→ Texto para leer:
Sus ideas navegan entre la mejora de las condiciones de vida de las preadolescentes y la protección de la tradición: “En la actualidad no hay daño a los derechos de las niñas. Ellas pueden hacer lo que deseen. La única restricción es la de salir a la calle. Pero son necesarias algunas reglas. ¿Cuál sería la diferencia sino entre una Kumari y cualquier niño, si ambos pudiesen vivir la misma vida?” Rushmila es la única ex Kumari con estudios superiores; es ingeniera informática y acaba de terminar un máster. Responde a la pregunta sin dudar: “No volvería a ser diosa. Ya di parte de mi vida como Kumari y se cómo es. Ahora quiero vivir una vida normal, aunque sea más difícil que la de una diosa”, consciente de que su libertad mortal le ha dado más opciones que su aislamiento divino.
“Todo el mundo debería aprender de la forma en que las Kumaris son respetadas como mujeres. Son niñas que transcienden toda norma social y pueden aspirar a ser lo que deseen. Esa es la dignidad con que las mujeres deberían ser tratadas por la sociedad,” explica Anjana Shakya, presidenta de la Organización Himalaya para la Supervisión de los Derechos Humanos. La activista pertenece a la comunidad Newari y ha estudiado la tradición de las niñas diosas durante años: “Es una vida diferente. Pero ahora las Kumaris tienen acceso a los estudios. Es cierto que no van a la escuela. Pero la escuela va a ellas”. Preguntada sobre si las Kumaris pierden parte del crecimiento educativo al no estar en contacto con otros niños de su edad durante el aprendizaje, la activista carga contra los valores impuestos desde occidente: “Medios de comunicación y periodistas extranjeros intentan imponer sus criterios en nuestra comunidad; tratan de decirnos lo que está bien o mal. Ellos también tienen que escucharnos y entender que podemos decidir por nosotros mismos”.

→ Información extraída:
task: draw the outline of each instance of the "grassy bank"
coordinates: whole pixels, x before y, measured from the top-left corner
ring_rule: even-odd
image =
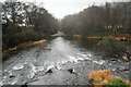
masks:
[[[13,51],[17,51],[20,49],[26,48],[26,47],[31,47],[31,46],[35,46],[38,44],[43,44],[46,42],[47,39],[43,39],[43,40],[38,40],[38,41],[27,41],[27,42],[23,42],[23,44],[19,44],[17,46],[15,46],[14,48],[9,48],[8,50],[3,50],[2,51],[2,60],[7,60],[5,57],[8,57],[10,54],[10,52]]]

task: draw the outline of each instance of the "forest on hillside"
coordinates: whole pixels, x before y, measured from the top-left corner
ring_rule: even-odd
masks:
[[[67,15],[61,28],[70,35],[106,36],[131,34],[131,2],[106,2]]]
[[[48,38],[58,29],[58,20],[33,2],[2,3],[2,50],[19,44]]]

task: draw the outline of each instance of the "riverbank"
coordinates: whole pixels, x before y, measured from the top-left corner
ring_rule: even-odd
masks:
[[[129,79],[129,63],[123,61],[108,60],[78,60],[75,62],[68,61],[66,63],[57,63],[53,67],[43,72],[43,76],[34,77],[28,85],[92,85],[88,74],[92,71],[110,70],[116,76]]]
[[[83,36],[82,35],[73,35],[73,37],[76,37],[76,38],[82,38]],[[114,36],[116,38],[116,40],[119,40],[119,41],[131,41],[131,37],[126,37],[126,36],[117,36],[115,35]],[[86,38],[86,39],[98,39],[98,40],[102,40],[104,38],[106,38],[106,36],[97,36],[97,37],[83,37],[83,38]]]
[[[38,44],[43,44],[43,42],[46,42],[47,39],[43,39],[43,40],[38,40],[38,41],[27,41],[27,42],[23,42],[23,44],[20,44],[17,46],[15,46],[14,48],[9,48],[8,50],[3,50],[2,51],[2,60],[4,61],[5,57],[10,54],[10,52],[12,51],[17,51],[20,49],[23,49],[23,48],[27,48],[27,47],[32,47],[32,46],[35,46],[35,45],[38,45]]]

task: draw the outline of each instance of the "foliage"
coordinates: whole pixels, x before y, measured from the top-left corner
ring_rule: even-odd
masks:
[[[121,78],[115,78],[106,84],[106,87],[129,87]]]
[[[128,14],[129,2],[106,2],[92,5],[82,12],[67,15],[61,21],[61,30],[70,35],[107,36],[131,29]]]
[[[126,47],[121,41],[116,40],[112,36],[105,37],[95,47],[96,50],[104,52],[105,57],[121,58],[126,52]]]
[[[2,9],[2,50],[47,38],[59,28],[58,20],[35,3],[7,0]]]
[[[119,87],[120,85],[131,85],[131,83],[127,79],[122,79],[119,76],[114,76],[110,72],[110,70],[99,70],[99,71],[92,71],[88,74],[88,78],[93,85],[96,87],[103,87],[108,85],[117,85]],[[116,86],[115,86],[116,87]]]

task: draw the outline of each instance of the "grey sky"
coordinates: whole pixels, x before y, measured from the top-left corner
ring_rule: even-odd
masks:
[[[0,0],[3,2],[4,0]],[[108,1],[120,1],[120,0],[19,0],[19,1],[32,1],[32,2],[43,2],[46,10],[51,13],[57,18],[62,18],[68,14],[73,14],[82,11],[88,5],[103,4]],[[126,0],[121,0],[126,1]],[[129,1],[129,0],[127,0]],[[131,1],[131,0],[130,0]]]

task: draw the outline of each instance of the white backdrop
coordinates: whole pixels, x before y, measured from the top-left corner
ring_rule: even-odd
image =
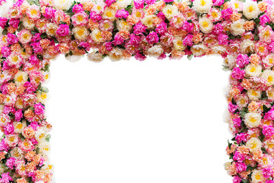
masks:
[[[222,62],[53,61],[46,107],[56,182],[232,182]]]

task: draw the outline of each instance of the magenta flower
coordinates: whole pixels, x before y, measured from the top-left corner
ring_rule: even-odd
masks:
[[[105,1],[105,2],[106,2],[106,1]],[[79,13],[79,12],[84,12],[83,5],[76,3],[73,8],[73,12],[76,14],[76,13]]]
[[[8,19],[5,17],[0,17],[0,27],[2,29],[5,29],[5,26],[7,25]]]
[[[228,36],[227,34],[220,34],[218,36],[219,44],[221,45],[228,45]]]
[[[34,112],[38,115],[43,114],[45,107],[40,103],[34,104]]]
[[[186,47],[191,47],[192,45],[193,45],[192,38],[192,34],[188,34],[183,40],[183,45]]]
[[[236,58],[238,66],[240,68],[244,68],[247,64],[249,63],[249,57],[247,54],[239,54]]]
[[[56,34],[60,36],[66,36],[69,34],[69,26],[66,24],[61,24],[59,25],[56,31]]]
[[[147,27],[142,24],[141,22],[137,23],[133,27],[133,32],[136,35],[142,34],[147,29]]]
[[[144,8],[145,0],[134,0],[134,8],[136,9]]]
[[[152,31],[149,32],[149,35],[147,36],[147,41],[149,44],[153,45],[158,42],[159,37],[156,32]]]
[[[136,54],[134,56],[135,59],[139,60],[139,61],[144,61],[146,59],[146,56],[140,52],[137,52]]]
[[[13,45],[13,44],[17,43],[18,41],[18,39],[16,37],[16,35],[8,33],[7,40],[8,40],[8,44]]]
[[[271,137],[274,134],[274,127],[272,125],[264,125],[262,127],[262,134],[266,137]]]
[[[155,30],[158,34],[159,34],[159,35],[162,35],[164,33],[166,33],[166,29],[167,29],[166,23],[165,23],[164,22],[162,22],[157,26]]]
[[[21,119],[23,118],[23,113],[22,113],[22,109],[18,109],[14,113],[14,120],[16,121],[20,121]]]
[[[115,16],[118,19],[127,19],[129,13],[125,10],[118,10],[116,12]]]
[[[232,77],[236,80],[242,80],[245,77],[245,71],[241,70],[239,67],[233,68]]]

→ Instrucción 1:
Resume en menos palabras el párrafo del texto sobre las Kumaris que empieza con “Todo el mundo debería aprender”, sin perder sus datos principales.
→ Instrucción 2:
Transcribe del texto sobre las Kumaris todo el fragmento, desde “Sus ideas navegan” hasta “su aislamiento divino.”.

→ Respuesta completa 1:
Anjana Shakya, presidenta de la Organización Himalaya para la Supervisión de los Derechos Humanos, afirma que todos deberían aprender del respeto con que se trata a las Kumaris como mujeres. Son niñas que trascienden las normas sociales y pueden aspirar a ser lo que deseen. Pertenece a la comunidad Newari y ha estudiado esta tradición durante años. Reconoce que llevan una vida diferente, pero ahora tienen acceso a los estudios: no van a la escuela, sino que la escuela va a ellas. Le preguntan si pierden parte del crecimiento educativo al no estar con niños de su edad. Responde criticando a los medios y periodistas extranjeros que intentan imponer sus criterios, y pide que escuchen a su comunidad y entiendan que puede decidir por sí misma.

→ Respuesta completa 2:
Sus ideas navegan entre la mejora de las condiciones de vida de las preadolescentes y la protección de la tradición: “En la actualidad no hay daño a los derechos de las niñas. Ellas pueden hacer lo que deseen. La única restricción es la de salir a la calle. Pero son necesarias algunas reglas. ¿Cuál sería la diferencia sino entre una Kumari y cualquier niño, si ambos pudiesen vivir la misma vida?” Rushmila es la única ex Kumari con estudios superiores; es ingeniera informática y acaba de terminar un máster. Responde a la pregunta sin dudar: “No volvería a ser diosa. Ya di parte de mi vida como Kumari y se cómo es. Ahora quiero vivir una vida normal, aunque sea más difícil que la de una diosa”, consciente de que su libertad mortal le ha dado más opciones que su aislamiento divino.